= Given instruction =
Lay out the entries below as a two-column CSV with the header text,answer and one row per entry. Put each entry's wording under text and its answer under answer, each as a single quoted field with line breaks replaced by spaces.

[Excerpts of pointing data]

━━━━━━

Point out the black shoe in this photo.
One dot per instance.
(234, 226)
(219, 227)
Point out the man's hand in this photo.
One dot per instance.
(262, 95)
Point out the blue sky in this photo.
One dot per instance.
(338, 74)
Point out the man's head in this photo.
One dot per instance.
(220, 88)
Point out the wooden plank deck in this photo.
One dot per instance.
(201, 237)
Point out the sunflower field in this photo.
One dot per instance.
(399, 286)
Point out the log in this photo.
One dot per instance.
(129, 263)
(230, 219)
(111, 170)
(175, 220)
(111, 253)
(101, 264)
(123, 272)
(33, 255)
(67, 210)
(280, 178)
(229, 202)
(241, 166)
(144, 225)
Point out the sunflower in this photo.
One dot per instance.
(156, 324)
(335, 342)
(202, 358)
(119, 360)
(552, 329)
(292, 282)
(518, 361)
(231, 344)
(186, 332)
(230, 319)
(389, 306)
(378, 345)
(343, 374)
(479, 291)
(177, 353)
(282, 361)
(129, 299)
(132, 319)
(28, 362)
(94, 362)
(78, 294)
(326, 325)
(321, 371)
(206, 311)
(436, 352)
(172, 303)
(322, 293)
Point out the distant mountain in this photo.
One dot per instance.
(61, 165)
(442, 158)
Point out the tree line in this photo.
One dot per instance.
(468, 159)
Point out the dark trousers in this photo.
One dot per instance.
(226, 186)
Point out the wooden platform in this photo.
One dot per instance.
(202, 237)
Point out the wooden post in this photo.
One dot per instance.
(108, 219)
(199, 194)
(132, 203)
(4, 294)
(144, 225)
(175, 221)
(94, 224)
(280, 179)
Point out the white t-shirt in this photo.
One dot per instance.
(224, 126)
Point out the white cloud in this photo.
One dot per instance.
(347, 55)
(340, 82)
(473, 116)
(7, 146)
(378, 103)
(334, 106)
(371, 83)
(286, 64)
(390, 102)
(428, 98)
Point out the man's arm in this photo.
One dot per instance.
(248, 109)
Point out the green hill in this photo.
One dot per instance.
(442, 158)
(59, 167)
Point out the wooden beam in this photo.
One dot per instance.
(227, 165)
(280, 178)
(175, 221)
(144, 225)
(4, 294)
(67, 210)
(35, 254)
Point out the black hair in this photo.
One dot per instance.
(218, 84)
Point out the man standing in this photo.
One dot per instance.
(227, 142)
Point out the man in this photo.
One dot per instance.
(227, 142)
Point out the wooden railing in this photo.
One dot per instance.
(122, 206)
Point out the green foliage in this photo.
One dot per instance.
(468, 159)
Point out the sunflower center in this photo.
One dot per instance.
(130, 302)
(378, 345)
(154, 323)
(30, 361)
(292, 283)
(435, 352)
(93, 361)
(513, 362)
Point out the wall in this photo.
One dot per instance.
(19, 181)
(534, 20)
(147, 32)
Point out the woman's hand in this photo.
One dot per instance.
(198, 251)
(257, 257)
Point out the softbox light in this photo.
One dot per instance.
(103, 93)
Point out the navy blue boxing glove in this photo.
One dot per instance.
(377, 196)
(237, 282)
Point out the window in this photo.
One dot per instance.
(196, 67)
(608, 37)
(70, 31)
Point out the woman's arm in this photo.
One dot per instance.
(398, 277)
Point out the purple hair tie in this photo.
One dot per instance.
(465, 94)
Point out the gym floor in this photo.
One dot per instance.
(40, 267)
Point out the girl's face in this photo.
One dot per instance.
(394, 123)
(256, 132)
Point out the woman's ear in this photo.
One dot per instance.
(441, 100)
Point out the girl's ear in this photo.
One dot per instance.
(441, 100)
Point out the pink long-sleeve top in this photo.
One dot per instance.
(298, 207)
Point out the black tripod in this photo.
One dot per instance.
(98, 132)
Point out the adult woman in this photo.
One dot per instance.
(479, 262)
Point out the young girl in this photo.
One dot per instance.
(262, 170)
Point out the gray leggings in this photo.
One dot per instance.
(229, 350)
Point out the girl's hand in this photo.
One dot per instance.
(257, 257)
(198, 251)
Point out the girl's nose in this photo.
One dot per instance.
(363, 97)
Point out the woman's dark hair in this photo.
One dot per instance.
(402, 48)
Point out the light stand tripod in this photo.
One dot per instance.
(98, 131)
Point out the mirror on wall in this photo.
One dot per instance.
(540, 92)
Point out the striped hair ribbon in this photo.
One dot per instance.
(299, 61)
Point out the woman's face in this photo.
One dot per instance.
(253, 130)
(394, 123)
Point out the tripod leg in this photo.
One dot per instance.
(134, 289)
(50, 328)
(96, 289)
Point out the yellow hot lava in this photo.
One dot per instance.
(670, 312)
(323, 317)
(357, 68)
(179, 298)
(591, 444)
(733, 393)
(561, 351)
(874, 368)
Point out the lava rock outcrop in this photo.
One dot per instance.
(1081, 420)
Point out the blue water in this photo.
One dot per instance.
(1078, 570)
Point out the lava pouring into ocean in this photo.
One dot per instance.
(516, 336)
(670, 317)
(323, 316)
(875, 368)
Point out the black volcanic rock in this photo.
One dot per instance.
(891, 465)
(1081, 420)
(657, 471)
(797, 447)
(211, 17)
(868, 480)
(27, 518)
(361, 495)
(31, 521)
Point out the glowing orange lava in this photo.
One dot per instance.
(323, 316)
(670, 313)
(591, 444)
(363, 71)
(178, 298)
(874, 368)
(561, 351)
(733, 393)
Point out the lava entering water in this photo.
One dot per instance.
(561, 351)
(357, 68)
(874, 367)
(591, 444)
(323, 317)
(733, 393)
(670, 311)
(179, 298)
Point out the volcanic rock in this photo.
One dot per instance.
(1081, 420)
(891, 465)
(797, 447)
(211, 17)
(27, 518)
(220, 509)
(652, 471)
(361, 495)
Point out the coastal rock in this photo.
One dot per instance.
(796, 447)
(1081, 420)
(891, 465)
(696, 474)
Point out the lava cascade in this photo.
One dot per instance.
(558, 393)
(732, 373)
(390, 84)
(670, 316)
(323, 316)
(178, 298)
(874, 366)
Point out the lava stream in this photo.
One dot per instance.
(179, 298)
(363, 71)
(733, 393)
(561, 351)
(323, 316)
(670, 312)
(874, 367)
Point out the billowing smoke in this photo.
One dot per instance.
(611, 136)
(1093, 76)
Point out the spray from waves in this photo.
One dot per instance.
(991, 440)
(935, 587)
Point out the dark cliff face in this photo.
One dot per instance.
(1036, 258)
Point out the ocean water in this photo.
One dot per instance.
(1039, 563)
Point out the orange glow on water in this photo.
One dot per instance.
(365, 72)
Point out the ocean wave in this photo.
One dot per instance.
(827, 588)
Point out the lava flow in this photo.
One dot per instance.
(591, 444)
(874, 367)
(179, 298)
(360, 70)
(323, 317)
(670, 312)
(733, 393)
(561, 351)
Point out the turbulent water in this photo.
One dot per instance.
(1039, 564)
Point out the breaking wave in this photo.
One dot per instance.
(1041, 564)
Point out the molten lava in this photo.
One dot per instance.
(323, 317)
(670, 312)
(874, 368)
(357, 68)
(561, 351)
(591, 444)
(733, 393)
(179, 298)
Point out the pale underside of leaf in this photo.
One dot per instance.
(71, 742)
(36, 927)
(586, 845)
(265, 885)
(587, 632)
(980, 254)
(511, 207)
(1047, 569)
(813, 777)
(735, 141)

━━━━━━

= Exercise output =
text,answer
"Point out the black shoe in this photo. One dot per instance.","(234, 226) (219, 227)"
"Point out the man's hand in this photo. One dot per instance.","(262, 95)"
"Point out the blue sky in this photo. One dot per instance.","(338, 74)"
"Point out the man's head in this photo. One dot per instance.","(220, 88)"
"Point out the wooden plank deck in this photo. One dot per instance.","(201, 237)"
"Point out the sunflower field in this photo. One dot per instance.","(399, 286)"
"Point out the log in this photo. One dot per instance.","(129, 263) (230, 219) (111, 170) (175, 220) (111, 253) (101, 264) (123, 272) (33, 255) (67, 210) (280, 178) (229, 202) (241, 166) (144, 225)"
"Point out the sunflower in this photo. One dot per instance.","(156, 324) (335, 342) (202, 358) (119, 360) (552, 329) (292, 282) (518, 361) (231, 344) (186, 332) (230, 319) (389, 306) (378, 345) (343, 374) (479, 291) (177, 353) (282, 361) (129, 299) (132, 319) (28, 362) (94, 362) (78, 294) (326, 325) (321, 371) (206, 311) (436, 352) (172, 303) (322, 293)"
"Point out the distant mountain in this photo. One dot per instance.","(61, 165) (442, 158)"
"Point out the tree line in this photo. One dot per instance.","(468, 159)"
"Point out the dark trousers in this photo. One dot per instance.","(226, 186)"
"Point out the wooden platform in this photo. One dot per instance.","(202, 237)"
"Point out the wooden post in this photo. One dot per instance.","(108, 219) (199, 194) (132, 203) (4, 294) (144, 225) (175, 221) (94, 224) (280, 179)"
"Point out the white t-shirt in this photo. One dot per instance.","(224, 126)"
"Point out the white cloud in this photo. One dot per instance.","(347, 55) (340, 82) (473, 116) (7, 146) (378, 103) (334, 106) (371, 83) (286, 64) (390, 102) (428, 98)"
"Point out the man's arm in this photo. One dot per instance.","(248, 109)"
"Point out the green hill in this photo. One dot per instance.","(442, 158) (59, 167)"
"Point out the wooden beam in this photo. One dot per instance.","(227, 165) (280, 178) (175, 221) (144, 225) (4, 294) (67, 210) (35, 254)"
"Point out the black hair in this photo. One dot per instance.","(218, 84)"
"Point out the man standing in this photo. One dot per instance.","(227, 142)"
"Point out the man in this photo. One dot per instance.","(227, 142)"
"Point out the wooden railing in this photo. One dot per instance.","(122, 206)"
"Point out the green foliage in this photo. One dot per instance.","(468, 159)"
"Point out the sunflower center in this photo. One dot per instance.","(130, 302) (378, 345) (154, 323) (30, 361) (292, 283) (435, 352) (93, 361) (513, 362)"
"Point out the wall in this photo. One dot per instance.","(19, 181) (534, 20) (147, 32)"
"Point out the woman's hand in this photo. One dot per instance.","(198, 251) (257, 257)"
"Point out the softbox light in this photo. One dot per instance.","(103, 93)"
"Point out the navy blue boxing glove in this photo. One dot per instance.","(377, 196) (237, 282)"
"Point out the window in this photo. One dot per instance.","(196, 67) (608, 37) (70, 31)"
"Point out the woman's arm in this photo. One dot per instance.","(398, 277)"
"Point out the purple hair tie in this photo. One dot per instance.","(465, 94)"
"Point out the gym floor in this photo. One dot per instance.","(40, 267)"
"Point out the girl's face in this photo. One dot per instance.","(394, 123) (256, 132)"
"Point out the woman's ear in this photo. One dot per instance.","(441, 100)"
"Point out the girl's ear in this photo. One dot per instance.","(441, 100)"
"Point out the pink long-sleeve top in this photo. One dot per instance.","(298, 207)"
"Point out the black tripod in this photo. One dot per instance.","(98, 132)"
"Point out the adult woman in this photo. One dot per instance.","(479, 262)"
"Point out the young girl in this photo. One dot per instance.","(262, 170)"
"Point out the gray leggings in this photo. One dot per instance.","(229, 350)"
"Point out the girl's hand in this photo. One dot per instance.","(257, 257) (198, 251)"
"Point out the girl's nose in this photo. One dot per instance.","(363, 97)"
"Point out the woman's dark hair in this photo. One dot per instance.","(402, 48)"
"Point out the light stand tripod in this photo. One dot per instance.","(98, 131)"
"Point out the mirror on wall in this photo. One dot per instance.","(540, 92)"
"Point out the striped hair ribbon in this photo. One dot per instance.","(299, 61)"
"Point out the woman's face in this photo. One dot per instance.","(253, 130) (394, 123)"
"Point out the tripod leg in this photo. One dot per instance.","(134, 289) (50, 328) (96, 289)"
"Point out the yellow hot lava in this photo. One dot per instance.","(670, 312) (323, 317) (357, 68) (179, 298) (591, 444) (733, 393) (561, 351) (874, 368)"
"Point out the lava rock outcrop in this photo. One dot per instance.","(1081, 420)"
"Point out the blue water in this photo. One dot per instance.","(1078, 570)"
"Point out the lava pouring into ocean in this photo. One dot per instance.","(516, 336) (670, 317) (323, 316) (875, 368)"
"Point out the black volcanic rock in this photo. One dot per instance.","(891, 465) (1081, 420) (657, 471) (797, 447) (211, 17) (868, 480) (27, 518) (361, 495) (31, 521)"
"Point out the glowing orange lava in this photo. One dot per instance.","(323, 316) (670, 313) (591, 444) (363, 71) (178, 298) (874, 368) (561, 351) (733, 393)"
"Point out the lava entering water in this photo. One dot per instance.","(561, 351) (357, 68) (874, 367) (591, 444) (323, 317) (733, 393) (670, 311) (179, 298)"
"Point out the volcanic rock in this photo. One dot per instance.","(1081, 420) (891, 465) (797, 447) (211, 17) (27, 518) (220, 509) (652, 471) (361, 495)"
"Point out the coastal rock in this photo. One dot per instance.","(796, 447) (1081, 420) (891, 465) (696, 474)"
"Point out the lava cascade in this photo. One dot per instance.","(558, 393) (732, 373) (390, 84) (670, 316) (323, 316) (178, 298) (874, 366)"
"Point out the lava stream in this photo. One dot per instance.","(179, 298) (363, 71) (733, 393) (561, 351) (323, 316) (670, 312) (874, 367)"
"Point out the billowing smoke in this photo. One dot per instance.","(611, 136) (1093, 76)"
"Point out the spray from waves in this photo. One dot per instance.","(991, 440) (935, 587)"
"Point out the dark cliff face in this photo. One dot per instance.","(1036, 258)"
"Point out the ocean water in this photo. One dot per instance.","(1039, 563)"
"Point out the orange glow on water in this photo. One dot per instance.","(365, 72)"
"Point out the ocean wave in this photo. One dot per instance.","(827, 588)"
"Point out the lava flow in this photo. One dot per instance.","(591, 444) (874, 367) (179, 298) (360, 70) (323, 317) (670, 312) (733, 393) (561, 351)"
"Point out the turbulent water in this photo. One dot per instance.","(1039, 564)"
"Point out the breaking wave in this photo. One dot per instance.","(1041, 564)"
"Point out the molten lava in this photo. One dot per instance.","(323, 317) (670, 312) (874, 368) (357, 68) (561, 351) (591, 444) (733, 393) (179, 298)"
"Point out the pale underside of leaf in this photo. One dot per instance.","(71, 742) (36, 927) (586, 845) (265, 885) (587, 632) (980, 254) (511, 207) (1047, 569) (813, 777) (735, 141)"